Document
>> Start

Seeds of a Community

Thousands on their pilgrimage to the land of fabulous richness found their first El Dorado in the sparkling waters of the Truckee and the rich grasses of its valley.
—N. A. HUMMEL, General History and Resources of Washoe County, Nevada, 1888
With lush foliage, a relatively temperate climate, and a fast-flowing river teeming with fish, the Truckee Meadows provided just about everything the native people of northern Nevada might need. According to archaeological evidence, the area served as a seasonal home for the nomadic, hunter-gatherer tribes of the Great Basin for many generations. The earliest humans in the region were most likely small family and extended-family units that set up temporary camps along the Truckee River and south near sloughs located below Steamboat Hills.
In their book, The River and the Railroad, archaeologist/historians Mary Ringhoff and Edward J. Stoner acknowledge that while no one is certain of the identity of the original settlers in the Truckee Meadows, there is physical evidence of the presence of humans in the area more than 5,000 years ago. Additionally, stone arrowheads and other objects uncovered in Washoe Valley show human activity in the region about 12,000 years ago.
By about 1,500 years ago, members of the Washo (also spelled Washoe) people were the predominant culture living along the eastern Sierra Nevada range, including the Honey Lake and Lake Tahoe regions. The Washo established winter villages in the Truckee Meadows that are believed to have consisted of clusters of round-shaped pit houses with rock-lined hearths and sometimes with a covering of brush and branches.
The Washo wintered near the present site of the University of Nevada, Reno, as well as the present-day locations of Idlewild Park, East Sparks, Glendale, Huffaker Hills, the Mount Rose fan and where the sloughs of the Double Diamond area are now located. The Northern Paiute people (also known as the Paviotso) inhabited a much larger area, about one-third of present-day Nevada and parts of southeastern Oregon, southern Idaho, and eastern California. They resided to the north and east of the Washo, including around Pyramid Lake.
The first non–Native Americans to enter the Truckee Meadows were members of the Stephens-Townsend-Murphy wagon party, which camped along the Truckee River in the meadows in mid-October of 1844. The Stephens-Townsend-Murphy party, which consisted of ten families totaling fifty men, women, and children, had departed from Council Bluffs, Iowa, on May 22, 1844. The wagon party initially traveled with a much larger group of about forty wagons headed for Oregon.

>> End

Data listing
>> Start

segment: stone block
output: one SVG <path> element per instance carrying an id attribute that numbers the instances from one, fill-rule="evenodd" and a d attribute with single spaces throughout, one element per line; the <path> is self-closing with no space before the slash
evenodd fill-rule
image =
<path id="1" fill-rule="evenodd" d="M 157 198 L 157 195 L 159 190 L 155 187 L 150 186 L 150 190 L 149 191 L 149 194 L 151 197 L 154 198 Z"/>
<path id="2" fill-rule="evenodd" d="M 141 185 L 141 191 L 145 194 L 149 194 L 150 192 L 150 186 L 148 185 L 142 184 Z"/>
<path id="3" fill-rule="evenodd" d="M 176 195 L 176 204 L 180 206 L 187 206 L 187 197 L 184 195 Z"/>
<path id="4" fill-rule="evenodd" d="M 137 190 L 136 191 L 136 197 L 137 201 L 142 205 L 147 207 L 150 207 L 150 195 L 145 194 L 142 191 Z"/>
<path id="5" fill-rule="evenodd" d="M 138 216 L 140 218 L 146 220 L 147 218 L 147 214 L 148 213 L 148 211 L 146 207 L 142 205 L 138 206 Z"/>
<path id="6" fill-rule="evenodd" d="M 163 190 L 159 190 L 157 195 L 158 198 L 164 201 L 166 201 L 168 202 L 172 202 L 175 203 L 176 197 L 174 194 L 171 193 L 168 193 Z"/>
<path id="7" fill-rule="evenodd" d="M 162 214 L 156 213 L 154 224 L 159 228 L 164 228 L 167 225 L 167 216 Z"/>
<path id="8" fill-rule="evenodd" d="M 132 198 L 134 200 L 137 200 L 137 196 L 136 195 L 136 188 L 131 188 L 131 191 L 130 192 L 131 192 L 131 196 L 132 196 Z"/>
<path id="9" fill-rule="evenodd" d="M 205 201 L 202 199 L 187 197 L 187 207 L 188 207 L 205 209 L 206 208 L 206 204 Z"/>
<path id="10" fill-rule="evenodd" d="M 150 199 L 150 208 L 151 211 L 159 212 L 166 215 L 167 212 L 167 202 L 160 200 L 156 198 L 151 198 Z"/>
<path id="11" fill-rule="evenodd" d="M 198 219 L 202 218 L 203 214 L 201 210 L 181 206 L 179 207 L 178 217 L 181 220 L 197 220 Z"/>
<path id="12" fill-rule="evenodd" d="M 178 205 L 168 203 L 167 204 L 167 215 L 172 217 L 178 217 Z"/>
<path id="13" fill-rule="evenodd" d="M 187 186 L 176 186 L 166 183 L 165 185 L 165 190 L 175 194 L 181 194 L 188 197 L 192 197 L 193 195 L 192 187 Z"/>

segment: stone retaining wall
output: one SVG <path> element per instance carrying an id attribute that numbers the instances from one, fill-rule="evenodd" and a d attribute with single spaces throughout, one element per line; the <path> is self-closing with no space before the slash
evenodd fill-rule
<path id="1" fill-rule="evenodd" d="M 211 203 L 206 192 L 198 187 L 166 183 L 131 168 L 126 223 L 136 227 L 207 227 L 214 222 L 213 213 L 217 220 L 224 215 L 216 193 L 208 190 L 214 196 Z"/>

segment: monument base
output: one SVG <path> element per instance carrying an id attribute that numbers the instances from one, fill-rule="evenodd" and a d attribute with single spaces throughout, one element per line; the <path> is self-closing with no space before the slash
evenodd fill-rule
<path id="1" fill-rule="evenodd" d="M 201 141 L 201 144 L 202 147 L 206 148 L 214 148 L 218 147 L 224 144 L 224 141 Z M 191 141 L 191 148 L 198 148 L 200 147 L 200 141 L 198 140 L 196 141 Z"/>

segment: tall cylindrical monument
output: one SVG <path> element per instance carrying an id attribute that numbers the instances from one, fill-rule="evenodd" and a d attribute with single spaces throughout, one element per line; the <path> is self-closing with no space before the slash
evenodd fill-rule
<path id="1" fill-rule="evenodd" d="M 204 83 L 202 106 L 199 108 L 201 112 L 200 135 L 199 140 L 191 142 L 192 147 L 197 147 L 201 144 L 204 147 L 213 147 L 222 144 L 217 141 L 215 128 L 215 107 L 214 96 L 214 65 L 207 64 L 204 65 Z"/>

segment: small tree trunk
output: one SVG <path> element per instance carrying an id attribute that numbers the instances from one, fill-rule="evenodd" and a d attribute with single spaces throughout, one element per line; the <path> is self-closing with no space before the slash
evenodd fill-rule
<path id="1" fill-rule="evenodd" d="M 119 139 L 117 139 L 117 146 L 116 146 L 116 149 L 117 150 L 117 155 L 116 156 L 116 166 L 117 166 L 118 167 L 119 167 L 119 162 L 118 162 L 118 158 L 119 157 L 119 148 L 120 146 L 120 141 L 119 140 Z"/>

>> End

Required task 1
Copy everything in the Truckee Meadows passage from "By about 1,500" down to "brush and branches.".
Required task 2
According to the Truckee Meadows passage, on what date did the Stephens-Townsend-Murphy party leave Council Bluffs, Iowa?
Required task 3
Decide whether each statement agrees with the Truckee Meadows passage: (a) The Stephens-Townsend-Murphy party was made up of ten families. (b) The Northern Paiute people lived to the south and west of the Washo. (c) Stone arrowheads found in Washoe Valley show human activity in the region about 5,000 years ago.

Written reply 1
By about 1,500 years ago, members of the Washo (also spelled Washoe) people were the predominant culture living along the eastern Sierra Nevada range, including the Honey Lake and Lake Tahoe regions. The Washo established winter villages in the Truckee Meadows that are believed to have consisted of clusters of round-shaped pit houses with rock-lined hearths and sometimes with a covering of brush and branches.

Written reply 2
May 22, 1844

Written reply 3
(a) Yes: "consisted of ten families totaling fifty men, women, and children"
(b) No: "They resided to the north and east of the Washo"
(c) No: "stone arrowheads and other objects uncovered in Washoe Valley show human activity in the region about 12,000 years ago"